Братья незамедлительно откликнулись: Ганс предложил брату кров, Август вступил в переговоры с председателем суда относительно времени и процедуры снятия показаний со свидетеля Конрада Аденауэра. В конечном счете было решено, что допрос состоится 23 ноября, притом не в здании суда, а дома у Ганса. Все так и произошло: в холостяцких апартаментах на Соборной площади собрались судья, прокурор, Брюнинг со своим адвокатом в сопровождении двух судебных приставов и приехавший из Берлина свидетель, который, впрочем, вместо дачи показаний сам занялся допросом обвиняемого.

На протяжении шести часов Аденауэр истязал его всякими каверзными вопросами насчет техники банковских операций и номеров его предполагаемых тайных счетов. Здесь наш герой был в своей тарелке, он мог блеснуть своими ораторскими способностями и знанием юридических тонкостей. В результате запутавшийся в ответах Брюнинг счел за благо взять назад свои показания против Аденауэра. Прокурор пригрозил ему серьезными последствиями, но сделать ничего не мог; для Аденауэра на этом участие в следствии закончилось, его пришлось отпустить с миром.

■ **Исходные записи**
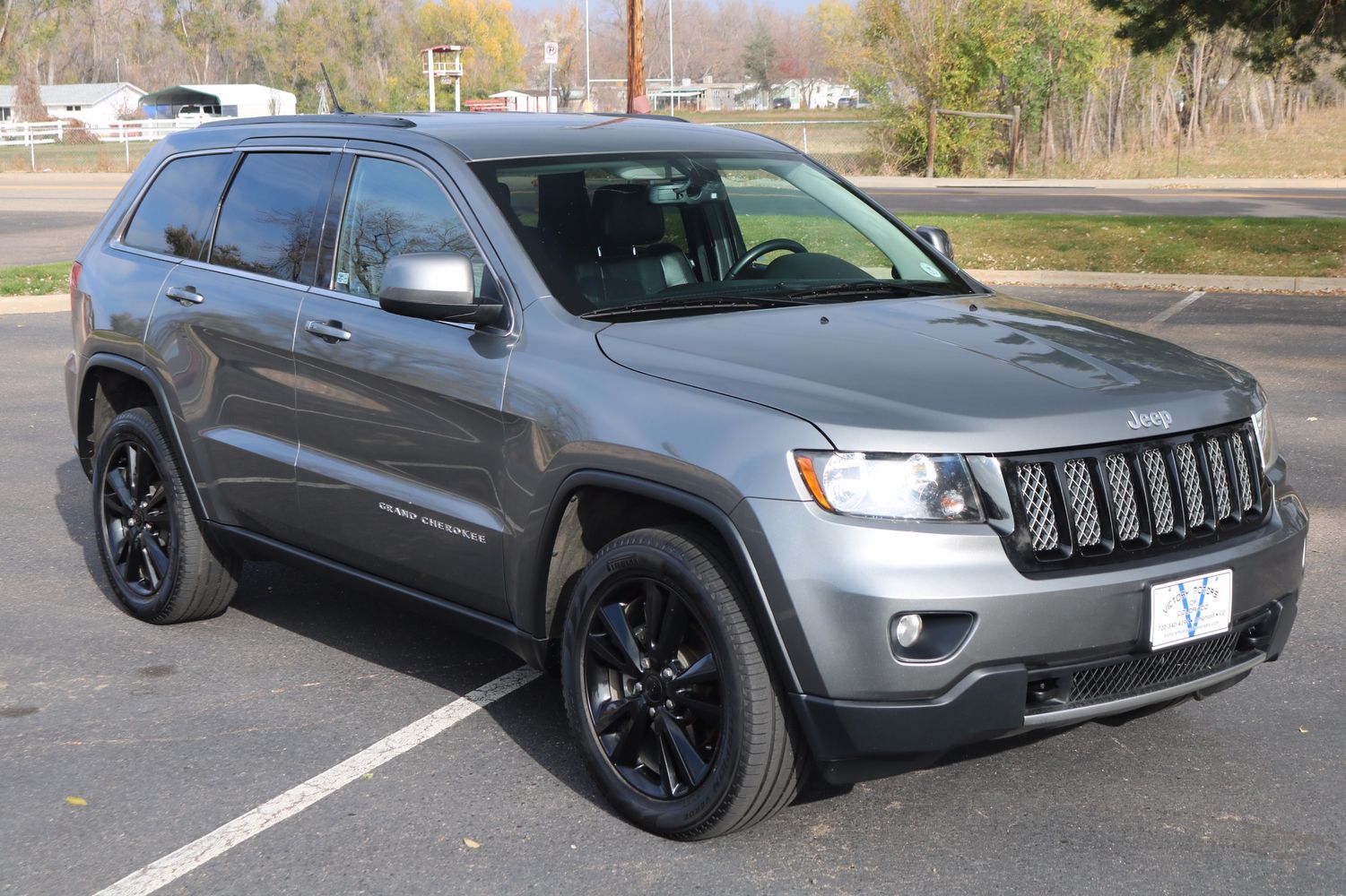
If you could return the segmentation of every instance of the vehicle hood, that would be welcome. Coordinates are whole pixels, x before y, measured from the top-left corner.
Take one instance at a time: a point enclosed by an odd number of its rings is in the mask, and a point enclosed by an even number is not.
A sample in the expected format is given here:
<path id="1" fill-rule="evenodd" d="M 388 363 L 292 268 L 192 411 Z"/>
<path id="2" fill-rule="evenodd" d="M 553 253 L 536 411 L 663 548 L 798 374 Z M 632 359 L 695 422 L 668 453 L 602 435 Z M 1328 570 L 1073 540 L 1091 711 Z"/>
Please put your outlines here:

■ **Задания**
1 – Поменяйте во всех записях «vehicle hood» на «car bonnet», ничего больше не меняя, и приведите записи заново без картинок.
2 – Допишите продолжение текста о допросе Брюнинга, начав сразу после его последнего предложения.
Текст и записи не связаны между собой и представляют собой отдельные материалы.

■ **Ответы к заданиям**
1 –
If you could return the segmentation of every instance of the car bonnet, that would be welcome. Coordinates are whole pixels, x before y, measured from the top-left corner.
Take one instance at a time: a point enclosed by an odd number of its rings is in the mask, and a point enclosed by an even number is not.
A sample in the expected format is given here:
<path id="1" fill-rule="evenodd" d="M 388 363 L 292 268 L 192 411 Z"/>
<path id="2" fill-rule="evenodd" d="M 553 253 L 536 411 L 663 548 L 798 374 Z M 632 359 L 695 422 L 668 453 L 602 435 Z M 1328 570 L 1073 540 L 1091 711 Z"/>
Please put your outlines here:

2 –
Конечно, Аденауэра спасло то обстоятельство, что, как оказалось, большая часть банковских документов к тому времени благополучно испарилась и проверить показания сторон было невозможно. Однако, не прояви он в должной мере качеств упорного бойца и умелого юриста, ему скорее всего не удалось бы избежать суда и приговора с длительным сроком заключения, а то и с конфискацией имущества. Впрочем, определенные издержки все-таки были: несмотря на конфиденциальность дознания, дело получило огласку в прессе — даже центральной. «Берлинер тагеблатт» («Берлинский ежедневник») опубликовал соответствующий скандальный материал под шапкой «Финансовые аферы Аденауэра». Наш герой откликнулся судебным иском к газете, требуя сатисфакции по четырем пунктам, где, по его мнению, были допущены искажения. Когда примерно те же утверждения, «затрагивающие его честь и достоинство», неделей позже появились в «Кёльнише цейтунг», он направил гуда письмо с опровержением; в случае отказа его брат Август, грозно предупреждал Аденауэр редактора, уполномочен как юрист «оповестить вас о моих последующих шагах». Как видим, наш герой не забывал своего старого правила: лучший вид обороны — наступление.

Для нейтрализации обвинений в сепаратизме он решился даже искать поддержку на международном уровне. Еще 3 апреля 1934 года бывший британский резидент в Кёльне Джулиан Пиггот отправил ему подготовленное по его просьбе и заверенное у нотариуса «заявление», в котором говорилось, что Аденауэр «никогда не обнаруживал ни малейшего интереса к сепаратистскому движению», оговорившись, впрочем, что он ничего не может сказать о периоде до своего прибытия в Кёльн и после отъезда оттуда (Пиггот был отозван в феврале 1925 года и не слышал антибританских высказываний бургомистра образца 1926 года, иначе он вряд ли, пожалуй, откликнулся бы на его просьбу о помощи).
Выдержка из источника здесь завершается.